* _Given problem 1_
According to the Fusion 360 to AGD text, what are the names of the two subcomponents created under the new AGD component?

* _Excerpt_
++++++++++++++++++++

Fusion 360 to AGD

Introduction: Fusion 360 to AGD

About: I'm a Mechanical Engineering student pursuing a Master's Degree at The University of Texas at El Paso, working as a Graduate Research Assistant at The W.M Keck Center for 3D Innovation. My research focuses o...

This Instructable will demonstrate the workflow of a component from Fusion 360 being optimized by using Autodesk Generative Design (AGD). As most of you already know, Fusion 360 is a CAD software with parametric design capabilities. AGD on the other hand is a shape optimization tool where parameters such as loads and constraints are the main drivers. Once these load points are specified AGD will build and/or "generate" the necessary material around the component to withhold the mentioned forces.

Step 1: Fusion 360 CAD

This Fusion to AGD demo will be utilizing a simple bracket with a shaft crossing through it. This bracket was modeled in Fusion 360 and will serve as a reference for designing the right parameters for the AGD simulation. A new component will be created in Fusion with the name of AGD along with two subcomponents named obstacle and preserve. Later on, this AGD component will be brought into the Generative Design software.

++++++++++++++++++++

* _Given problem 2_
In the records, take the part that runs from their start through the line containing "M 19 201 L 26 97 L 22 53 L 0 7 L 0 212 Z". Write it out again with "sample" replaced by "specimen" and nothing else changed.

++++++++++++++++++++

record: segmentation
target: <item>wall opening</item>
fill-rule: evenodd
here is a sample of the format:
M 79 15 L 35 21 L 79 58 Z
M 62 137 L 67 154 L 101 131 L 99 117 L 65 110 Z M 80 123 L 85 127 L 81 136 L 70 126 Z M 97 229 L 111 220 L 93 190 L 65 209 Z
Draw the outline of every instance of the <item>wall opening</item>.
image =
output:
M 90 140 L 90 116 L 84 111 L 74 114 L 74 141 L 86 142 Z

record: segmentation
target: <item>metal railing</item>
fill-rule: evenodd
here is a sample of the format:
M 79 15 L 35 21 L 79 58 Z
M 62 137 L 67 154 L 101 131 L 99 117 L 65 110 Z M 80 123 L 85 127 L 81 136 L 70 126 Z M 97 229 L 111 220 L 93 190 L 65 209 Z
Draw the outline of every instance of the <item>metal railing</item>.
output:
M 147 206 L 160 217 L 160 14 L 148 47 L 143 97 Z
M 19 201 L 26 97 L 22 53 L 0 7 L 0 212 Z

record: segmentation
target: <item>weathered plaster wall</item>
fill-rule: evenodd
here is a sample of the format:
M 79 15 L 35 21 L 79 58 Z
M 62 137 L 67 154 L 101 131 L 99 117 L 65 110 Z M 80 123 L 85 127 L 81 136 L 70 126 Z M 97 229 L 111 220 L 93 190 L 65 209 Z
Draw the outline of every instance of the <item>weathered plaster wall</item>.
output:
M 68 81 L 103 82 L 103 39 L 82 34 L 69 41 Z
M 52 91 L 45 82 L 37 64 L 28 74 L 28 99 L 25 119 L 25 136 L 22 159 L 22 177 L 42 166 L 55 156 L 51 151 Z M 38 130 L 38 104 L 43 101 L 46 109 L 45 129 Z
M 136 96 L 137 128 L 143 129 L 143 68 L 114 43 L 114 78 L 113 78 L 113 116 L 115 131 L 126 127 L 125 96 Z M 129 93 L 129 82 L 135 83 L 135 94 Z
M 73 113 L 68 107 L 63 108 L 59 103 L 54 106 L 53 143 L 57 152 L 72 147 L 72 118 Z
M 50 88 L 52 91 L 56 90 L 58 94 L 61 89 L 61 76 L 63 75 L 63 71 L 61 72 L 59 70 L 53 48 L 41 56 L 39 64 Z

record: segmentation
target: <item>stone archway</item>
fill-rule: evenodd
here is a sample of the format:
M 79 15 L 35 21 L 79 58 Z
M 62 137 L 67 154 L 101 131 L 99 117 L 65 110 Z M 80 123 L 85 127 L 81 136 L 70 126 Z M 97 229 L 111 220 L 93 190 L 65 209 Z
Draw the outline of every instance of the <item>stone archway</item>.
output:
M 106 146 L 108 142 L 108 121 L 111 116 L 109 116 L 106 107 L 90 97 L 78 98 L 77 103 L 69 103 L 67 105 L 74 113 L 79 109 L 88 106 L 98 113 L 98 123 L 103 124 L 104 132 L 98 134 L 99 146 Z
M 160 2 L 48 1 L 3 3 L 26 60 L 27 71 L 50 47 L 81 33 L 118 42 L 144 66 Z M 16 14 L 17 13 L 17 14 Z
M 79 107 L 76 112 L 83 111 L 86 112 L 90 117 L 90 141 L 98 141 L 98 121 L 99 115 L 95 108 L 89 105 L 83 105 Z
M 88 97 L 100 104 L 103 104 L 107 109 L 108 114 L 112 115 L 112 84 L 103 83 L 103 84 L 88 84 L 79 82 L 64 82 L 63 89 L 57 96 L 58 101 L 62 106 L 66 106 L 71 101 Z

++++++++++++++++++++

* _Problem solution 1_
obstacle and preserve

* _Problem solution 2_
record: segmentation
target: <item>wall opening</item>
fill-rule: evenodd
here is a specimen of the format:
M 79 15 L 35 21 L 79 58 Z
M 62 137 L 67 154 L 101 131 L 99 117 L 65 110 Z M 80 123 L 85 127 L 81 136 L 70 126 Z M 97 229 L 111 220 L 93 190 L 65 209 Z
Draw the outline of every instance of the <item>wall opening</item>.
image =
output:
M 90 140 L 90 116 L 84 111 L 74 114 L 74 141 L 86 142 Z

record: segmentation
target: <item>metal railing</item>
fill-rule: evenodd
here is a specimen of the format:
M 79 15 L 35 21 L 79 58 Z
M 62 137 L 67 154 L 101 131 L 99 117 L 65 110 Z M 80 123 L 85 127 L 81 136 L 70 126 Z M 97 229 L 111 220 L 93 190 L 65 209 Z
Draw the outline of every instance of the <item>metal railing</item>.
output:
M 147 206 L 160 217 L 160 14 L 148 47 L 143 97 Z
M 19 201 L 26 97 L 22 53 L 0 7 L 0 212 Z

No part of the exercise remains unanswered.